▶ [Work to complete]
• 1. Write out the piece on Erlang releases word for word, everything from "I think most" down to "organized and managed.".
• 2. Write what comes next in the piece on Erlang releases, picking up after its final sentence.

▶ [Selected extract]
______________________________

It took me quite a few years to arrive at an optimal mental model for thinking about the Erlang, ERTS, and releases in the context of an operating system. It is a different enough method of thought that it’s worth talking about.

I think most folks have not yet come to a fundamental realization when it comes to Erlang, or more specifically, ERTS. That realization is that ERTS is a Virtual Machine in the classic sense. That is, it views each release as a complete self-contained ‘machine’. That concept is central to the way it expects releases to be organized and managed.

Once you get your mind around this idea that each release is a self-contained machine, things begin to make more sense. For example, why are there only version numbers and not names in release directories and tarballs created by sys_tools? This is because an Erlang Release is a self-contained universe, a complete machine Virtual Machine, sort of like an install of Linux. So asking why you can’t have multiple releases in the same node is very similar to asking why Linux only has one rc.d directory. It only has one because in the context of a machine only one ‘operating system/bootstrapping system’ makes sense.

So how do you integrate this very different module into the Unix-y way of doing things? The simple answer is that you don’t.

Approaches to Managing a Release Install

You can take two approaches when it comes to installing a release on a Unix box. You can go through the efforts of splitting out the release into its constituent applications, installing those applications separately so that nothing is shared. Then you can come up with a scheme for your release metadata so that they do not collide. After that, you can shoehorn all this into whatever package management system exists on your preferred platform. The question I have with this approach is simply why? To retain some idea of the purity of the Unix model? So you can save a few tens or hundreds of megabytes of disk space? With this approach you will constantly be fighting ERTS, coming up with ways to get around the Virtual Machine and what it is natively expecting. In the end, You will be coming up with all sorts of ways to create unanticipated pain for yourself with no real gain.

______________________________

▶ [Part of a data file]
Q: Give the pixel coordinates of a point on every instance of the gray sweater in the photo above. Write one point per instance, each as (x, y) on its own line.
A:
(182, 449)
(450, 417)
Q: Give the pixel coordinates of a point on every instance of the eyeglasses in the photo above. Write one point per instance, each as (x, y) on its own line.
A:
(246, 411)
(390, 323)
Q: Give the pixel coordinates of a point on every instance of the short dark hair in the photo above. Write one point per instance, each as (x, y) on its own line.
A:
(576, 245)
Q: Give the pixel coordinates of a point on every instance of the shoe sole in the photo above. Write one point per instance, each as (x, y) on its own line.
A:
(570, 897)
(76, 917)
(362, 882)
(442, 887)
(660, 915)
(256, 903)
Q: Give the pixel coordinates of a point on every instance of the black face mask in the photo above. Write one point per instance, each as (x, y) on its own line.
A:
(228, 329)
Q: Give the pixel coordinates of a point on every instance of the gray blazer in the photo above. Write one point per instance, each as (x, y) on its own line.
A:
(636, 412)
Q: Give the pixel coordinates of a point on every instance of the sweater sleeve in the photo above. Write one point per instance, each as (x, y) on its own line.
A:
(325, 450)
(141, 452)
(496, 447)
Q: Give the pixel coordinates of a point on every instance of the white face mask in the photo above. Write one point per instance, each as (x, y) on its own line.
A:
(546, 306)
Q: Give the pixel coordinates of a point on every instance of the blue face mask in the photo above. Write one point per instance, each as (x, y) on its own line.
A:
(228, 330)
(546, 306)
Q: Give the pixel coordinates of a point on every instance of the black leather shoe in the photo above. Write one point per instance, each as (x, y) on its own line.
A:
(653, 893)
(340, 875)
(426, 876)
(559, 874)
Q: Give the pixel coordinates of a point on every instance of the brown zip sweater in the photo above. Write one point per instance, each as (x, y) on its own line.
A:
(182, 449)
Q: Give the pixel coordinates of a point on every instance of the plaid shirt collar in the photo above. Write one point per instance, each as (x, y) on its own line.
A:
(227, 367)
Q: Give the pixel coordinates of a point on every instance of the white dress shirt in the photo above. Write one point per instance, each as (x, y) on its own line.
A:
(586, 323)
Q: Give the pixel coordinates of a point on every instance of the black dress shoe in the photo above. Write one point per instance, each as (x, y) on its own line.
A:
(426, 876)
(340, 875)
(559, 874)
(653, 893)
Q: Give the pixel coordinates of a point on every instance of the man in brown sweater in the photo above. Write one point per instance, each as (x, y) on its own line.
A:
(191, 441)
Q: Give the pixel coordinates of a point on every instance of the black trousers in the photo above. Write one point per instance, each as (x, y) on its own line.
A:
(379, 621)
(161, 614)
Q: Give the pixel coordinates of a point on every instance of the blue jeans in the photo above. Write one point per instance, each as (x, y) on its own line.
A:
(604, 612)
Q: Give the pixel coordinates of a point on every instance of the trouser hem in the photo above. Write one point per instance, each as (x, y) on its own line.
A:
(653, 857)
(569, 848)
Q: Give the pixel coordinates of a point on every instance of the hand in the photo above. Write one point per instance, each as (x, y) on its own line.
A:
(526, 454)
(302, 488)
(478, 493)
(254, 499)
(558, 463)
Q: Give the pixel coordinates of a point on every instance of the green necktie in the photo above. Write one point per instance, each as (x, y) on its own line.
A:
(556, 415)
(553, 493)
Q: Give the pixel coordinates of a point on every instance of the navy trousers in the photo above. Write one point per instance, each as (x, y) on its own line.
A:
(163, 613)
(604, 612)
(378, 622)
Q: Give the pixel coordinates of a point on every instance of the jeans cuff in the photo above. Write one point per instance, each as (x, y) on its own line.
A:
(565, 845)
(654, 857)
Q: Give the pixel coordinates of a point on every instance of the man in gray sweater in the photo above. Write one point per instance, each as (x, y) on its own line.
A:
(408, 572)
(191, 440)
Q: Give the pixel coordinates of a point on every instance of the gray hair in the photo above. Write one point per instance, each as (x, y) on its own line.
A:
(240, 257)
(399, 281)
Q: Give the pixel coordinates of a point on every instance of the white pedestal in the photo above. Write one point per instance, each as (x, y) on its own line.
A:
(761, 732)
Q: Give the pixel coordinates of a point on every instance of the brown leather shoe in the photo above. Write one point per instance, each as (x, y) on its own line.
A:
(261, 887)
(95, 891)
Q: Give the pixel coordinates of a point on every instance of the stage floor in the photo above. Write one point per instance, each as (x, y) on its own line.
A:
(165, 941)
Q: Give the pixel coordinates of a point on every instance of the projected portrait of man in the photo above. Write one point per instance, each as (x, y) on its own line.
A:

______________________________

▶ [Answers provided]
• 1.
I think most folks have not yet come to a fundamental realization when it comes to Erlang, or more specifically, ERTS. That realization is that ERTS is a Virtual Machine in the classic sense. That is, it views each release as a complete self-contained ‘machine’. That concept is central to the way it expects releases to be organized and managed.

• 2.
The alternative is that you treat an Erlang/OTP release as the VM expects. You could use the tools distributed with Erlang to create and handle releases. You could treat a release tarball as a single distributable thing. You could even take this to the logical extreme and, if you are targeting homogeneous hardware even include the ERTS binary in that tarball so that everything is completely self-contained. The whole reason ERTS is structured in this manner is due to the problem it was intended to solve: providing a way to make a self-contained system that could be installed trivially on target machines.

So taking advantage of this model, You end up with a system (in either /opt or /var) that looks something like this.

/opt/erts//-*

That is, you have a separate directory structure to handle Erlang Releases, somewhere on your system and each release is in its own specific location.

Let’s look at an example. Let’s say that I have a release foo. On your target systems you expect to have versions 0.1.0, 0.2.0 and 0.2.1. You also have the release bar with versions 0.1.1 and 0.1.2. Then your tree might look like:

/opt/erts
    |-- bar
    |   |-- 0.1.1
    |   |   |-- ....
    |   `-- 0.1.2
    |   |   |-- ....
    `-- foo
        |-- 0.1.0
        |   |-- ....
        |-- 0.2.0
        |   |-- ....
        `-- 0.2.1
            |-- ....

Where the ellipses identify all the files and directories relating to the release.

Your chef/puppet/management scripts end up being very trivial, simply untaring releases into that version scheme and starting up the self contained releases in those directories, then running the relevant startup commands for ERTS.

This becomes an even more important factor when you start looking at hot code loading and live upgrades with Relups. While I don’t recommend that this live upgrading facility for anything but the most trivial projects or those projects where extremely high up-time is worth the monumental costs of getting it right, it still is there and relies on this well-understood layout to function.

What You Gain

  1. Each release is self-contained and has no dependencies aside from OS dependencies
  2. You can trivially roll forward and backward with no worries about version conflicts or mismatches.
  3. It’s what Erlang/OTP expects; it’s what the build systems based on Erlang/OTP expect, you are saving yourself trouble by following the garden path.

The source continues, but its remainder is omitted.